§ **Text provided**
******

Brazilian Boy’s Survival of Brain Injury is Fatima ‘Miracle’

The parents of a Brazilian boy whose recovery from a severe brain injury is being cited by the Vatican as the “miracle” needed to canonize two Portuguese children broke their silence Thursday to share the story.

Joao Baptista and his wife, Lucila Yurie, appeared before reporters at the Catholic shrine in Fatima, Portugal, on the eve of Pope Francis’ arrival. Francis will commemorate the 100th anniversary of the so-called Fatima visions of the Virgin Mary by canonizing two of the three Portuguese children who experienced them.

The “miracle” required for the canonization concerns the case of little Lucas Baptista, whose story has to date been shrouded in secrecy.

 

His father said Thursday that in 2013, when Lucas was 5, the boy fell 6.5 meters (21 feet) from a window at the family’s home in Brazil while playing with his infant sister, Eduarda.

The ambulance ride to the hospital took an hour, and when Lucas arrived he was in a coma and had suffered two heart attacks, Baptista said. During emergency surgery, doctors diagnosed a severe traumatic brain injury and a “loss of brain material” from the child’s frontal lobe.

Doctors said Lucas had little chance of survival, and that if he did live, he would be severely mentally disabled or even in a vegetative state, the father recalled.

Children’s ‘visions’

Baptista said he and his wife, as well as Brazilian Carmelite nuns, prayed to the late shepherd children who said the Virgin Mary had appeared to them in “visions” in 1917. Two of those children, siblings Francisco and Jacinta Marto, will become the Catholic Church’s youngest non-martyred saints on Saturday.

The third child, Lucia dos Santos, Francisco and Jacinta’s cousin, became a Carmelite nun. Efforts are underway to beatify her, too, but couldn’t begin until after she died in 2005.

Joao Baptista, wearing a blue shirt and tie as he read a statement at the Fatima shrine and took occasional pauses to compose himself, said doctors removed tubes from his son six days after Lucas’ fall.

“He was fine when he woke up, lucid, and started talking, asking for his little sister,” Baptista said. After another six days, Lucas was released from the hospital.

“He’s completely fine … with no aftereffects. Lucas is just like he was before the accident,” his father said. “The doctors … said they couldn’t explain his recovery.”

Journalists were not allowed to ask questions.

Sister Angela Coelho, the Portuguese postulator who led the project to canonize the shepherd children, said her office was informed of the Brazil story about three months after it happened.

She said officials had to wait and see whether the boy’s recovery was complete before presenting the case to the Vatican’s Congregation for the Causes of Saints. The recovery must be medically inexplicable.

‘Immense joy’

“We thank God for Lucas’ cure and we know in all faith from our heart that this miracle was obtained with the help of the little shepherd children Francisco and Jacinta,” Baptista said. “We feel immense joy to know that this was the miracle that led to this canonization, but mostly we feel blessed by the friendship of these two children that helped our boy and now help our family.”

Jacinta Marto was 7 and Francisco Marto 9 when they first witnessed the apparitions on May 13, 1917, along with their 10-year-old cousin. They both died two years later during the Spanish flu pandemic,

The Fatima basilica and the vast square in front of it, where 1 million people are expected to attend the canonization Mass, were filling up with pilgrims Thursday as rain fell. Huge images of the future saints hung from the sides of the basilica.

The pontiff was due to arrive in Fatima on Friday afternoon.

******

§ **Dataset**
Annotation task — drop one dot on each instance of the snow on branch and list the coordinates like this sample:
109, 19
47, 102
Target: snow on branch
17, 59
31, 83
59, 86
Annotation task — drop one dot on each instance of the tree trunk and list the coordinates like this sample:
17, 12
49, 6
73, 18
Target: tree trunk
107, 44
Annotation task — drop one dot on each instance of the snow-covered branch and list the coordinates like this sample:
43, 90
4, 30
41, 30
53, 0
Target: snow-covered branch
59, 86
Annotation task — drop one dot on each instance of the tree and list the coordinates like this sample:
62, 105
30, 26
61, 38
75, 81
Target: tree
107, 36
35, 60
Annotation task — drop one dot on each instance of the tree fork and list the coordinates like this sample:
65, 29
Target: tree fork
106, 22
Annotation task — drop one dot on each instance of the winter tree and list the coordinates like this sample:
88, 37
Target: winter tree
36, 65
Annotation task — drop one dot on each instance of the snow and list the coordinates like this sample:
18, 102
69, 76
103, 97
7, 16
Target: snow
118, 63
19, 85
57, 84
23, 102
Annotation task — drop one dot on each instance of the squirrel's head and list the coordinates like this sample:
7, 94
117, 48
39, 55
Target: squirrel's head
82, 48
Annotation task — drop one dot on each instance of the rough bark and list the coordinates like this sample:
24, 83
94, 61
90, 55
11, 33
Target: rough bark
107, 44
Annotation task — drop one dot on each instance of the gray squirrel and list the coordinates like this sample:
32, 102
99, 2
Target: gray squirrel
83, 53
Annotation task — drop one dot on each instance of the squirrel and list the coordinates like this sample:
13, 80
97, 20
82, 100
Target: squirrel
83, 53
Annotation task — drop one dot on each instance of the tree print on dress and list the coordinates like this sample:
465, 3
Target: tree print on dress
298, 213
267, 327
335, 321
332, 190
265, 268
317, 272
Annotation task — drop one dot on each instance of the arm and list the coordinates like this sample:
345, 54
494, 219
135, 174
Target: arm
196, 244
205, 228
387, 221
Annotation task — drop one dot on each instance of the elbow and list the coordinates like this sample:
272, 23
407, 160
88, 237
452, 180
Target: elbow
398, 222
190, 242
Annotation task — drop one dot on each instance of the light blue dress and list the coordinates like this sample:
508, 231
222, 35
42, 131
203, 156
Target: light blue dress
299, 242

******

§ **Requirement A**
Copy the part of the article on the Fatima miracle that begins at the words "Joao Baptista and" and ends after "infant sister, Eduarda.", putting "Duda" in place of "Eduarda".
§ **Requirement B**
List every year that the article on the Fatima miracle mentions.
The items have nothing to do with this.

§ **Task output A**
Joao Baptista and his wife, Lucila Yurie, appeared before reporters at the Catholic shrine in Fatima, Portugal, on the eve of Pope Francis’ arrival. Francis will commemorate the 100th anniversary of the so-called Fatima visions of the Virgin Mary by canonizing two of the three Portuguese children who experienced them.

The “miracle” required for the canonization concerns the case of little Lucas Baptista, whose story has to date been shrouded in secrecy.

 

His father said Thursday that in 2013, when Lucas was 5, the boy fell 6.5 meters (21 feet) from a window at the family’s home in Brazil while playing with his infant sister, Duda.

§ **Task output B**
2013, 1917, 2005